----- RECORD EXTRACTS
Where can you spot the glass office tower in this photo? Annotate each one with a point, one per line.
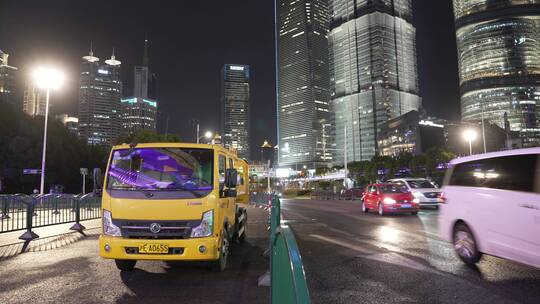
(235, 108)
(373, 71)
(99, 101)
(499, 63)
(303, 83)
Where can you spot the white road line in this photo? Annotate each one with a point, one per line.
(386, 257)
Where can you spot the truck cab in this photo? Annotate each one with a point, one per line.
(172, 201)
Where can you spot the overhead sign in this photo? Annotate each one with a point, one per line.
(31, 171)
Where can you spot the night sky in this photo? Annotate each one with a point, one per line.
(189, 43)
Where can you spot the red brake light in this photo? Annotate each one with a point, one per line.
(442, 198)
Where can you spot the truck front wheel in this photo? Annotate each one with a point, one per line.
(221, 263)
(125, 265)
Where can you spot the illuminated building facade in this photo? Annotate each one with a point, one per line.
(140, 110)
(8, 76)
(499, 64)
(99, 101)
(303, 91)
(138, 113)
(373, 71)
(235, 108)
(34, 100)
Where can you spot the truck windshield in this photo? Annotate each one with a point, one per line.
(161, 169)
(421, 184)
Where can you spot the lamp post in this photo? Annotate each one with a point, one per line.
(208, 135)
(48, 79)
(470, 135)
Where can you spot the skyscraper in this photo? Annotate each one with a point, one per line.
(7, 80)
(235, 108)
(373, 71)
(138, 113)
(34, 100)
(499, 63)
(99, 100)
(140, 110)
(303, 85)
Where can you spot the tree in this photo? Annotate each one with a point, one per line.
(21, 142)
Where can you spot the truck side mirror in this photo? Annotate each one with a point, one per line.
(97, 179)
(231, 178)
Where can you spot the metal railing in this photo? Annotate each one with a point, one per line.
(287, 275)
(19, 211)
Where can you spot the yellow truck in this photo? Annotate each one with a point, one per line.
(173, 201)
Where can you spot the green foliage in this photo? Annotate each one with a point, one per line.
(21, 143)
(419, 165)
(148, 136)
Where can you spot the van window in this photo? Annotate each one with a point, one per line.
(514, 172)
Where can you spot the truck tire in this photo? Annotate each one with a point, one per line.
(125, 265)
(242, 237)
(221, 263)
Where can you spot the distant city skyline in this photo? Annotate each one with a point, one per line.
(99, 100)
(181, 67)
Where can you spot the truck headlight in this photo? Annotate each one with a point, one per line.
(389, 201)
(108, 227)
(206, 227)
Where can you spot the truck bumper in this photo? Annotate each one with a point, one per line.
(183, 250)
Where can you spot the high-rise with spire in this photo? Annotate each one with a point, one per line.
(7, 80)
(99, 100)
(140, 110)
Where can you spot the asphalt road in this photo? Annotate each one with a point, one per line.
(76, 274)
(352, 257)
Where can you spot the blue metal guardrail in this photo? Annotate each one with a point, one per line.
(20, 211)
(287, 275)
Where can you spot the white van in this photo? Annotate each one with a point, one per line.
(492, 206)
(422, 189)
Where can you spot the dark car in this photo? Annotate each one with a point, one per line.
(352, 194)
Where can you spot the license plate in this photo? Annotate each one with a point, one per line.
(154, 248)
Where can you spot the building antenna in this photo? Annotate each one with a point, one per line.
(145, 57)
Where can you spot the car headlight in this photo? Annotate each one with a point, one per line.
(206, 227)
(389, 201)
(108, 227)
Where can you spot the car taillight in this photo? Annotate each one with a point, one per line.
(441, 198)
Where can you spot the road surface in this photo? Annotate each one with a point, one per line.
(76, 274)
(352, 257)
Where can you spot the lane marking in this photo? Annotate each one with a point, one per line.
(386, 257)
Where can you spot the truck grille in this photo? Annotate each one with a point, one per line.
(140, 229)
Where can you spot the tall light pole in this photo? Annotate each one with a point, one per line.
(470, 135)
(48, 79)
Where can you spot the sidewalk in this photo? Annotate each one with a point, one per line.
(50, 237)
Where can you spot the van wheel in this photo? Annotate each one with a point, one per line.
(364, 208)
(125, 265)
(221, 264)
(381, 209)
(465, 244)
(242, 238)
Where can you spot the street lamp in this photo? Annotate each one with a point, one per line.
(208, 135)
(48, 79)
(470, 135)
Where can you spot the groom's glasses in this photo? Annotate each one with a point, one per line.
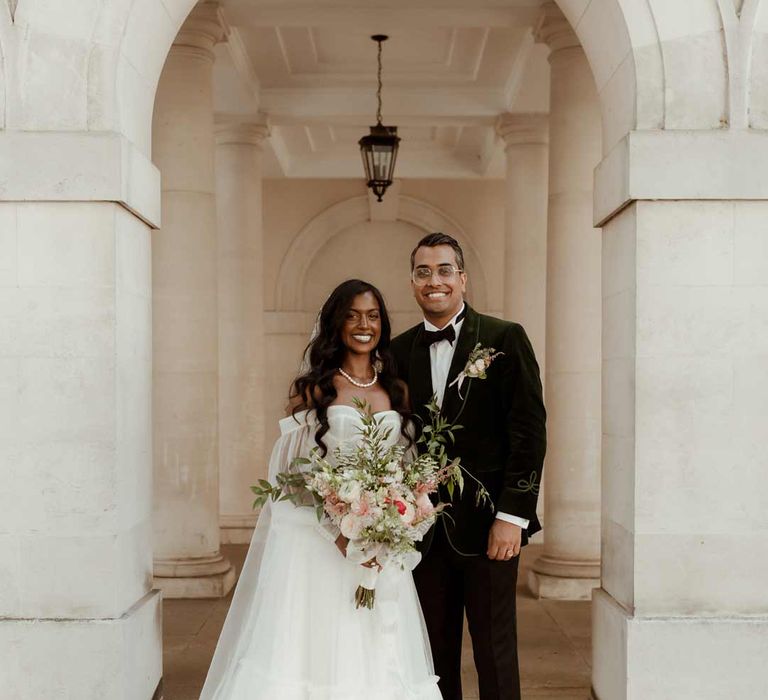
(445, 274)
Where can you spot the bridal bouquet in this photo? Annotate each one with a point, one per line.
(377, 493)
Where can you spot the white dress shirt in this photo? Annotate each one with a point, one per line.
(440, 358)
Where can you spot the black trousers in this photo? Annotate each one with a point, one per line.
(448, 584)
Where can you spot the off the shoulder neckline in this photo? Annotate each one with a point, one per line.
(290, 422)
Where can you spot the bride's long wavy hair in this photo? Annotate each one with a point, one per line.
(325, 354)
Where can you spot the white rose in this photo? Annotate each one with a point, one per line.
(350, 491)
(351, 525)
----------
**WHAT YOU SHOULD DO:** Rescale the listing starting at the line containing "Where can you spot the white rose" and ending at the end of the listing, both included: rewrite those lines with the requests left as they are and every point coordinate in the answers multiplied by 2.3, rounding to whole numbers with halves going up. Output only those lines.

**COMPLETED TASK:**
Where can you spot the white rose in this photo? Annotate each one with a point, one per line.
(805, 1129)
(807, 1208)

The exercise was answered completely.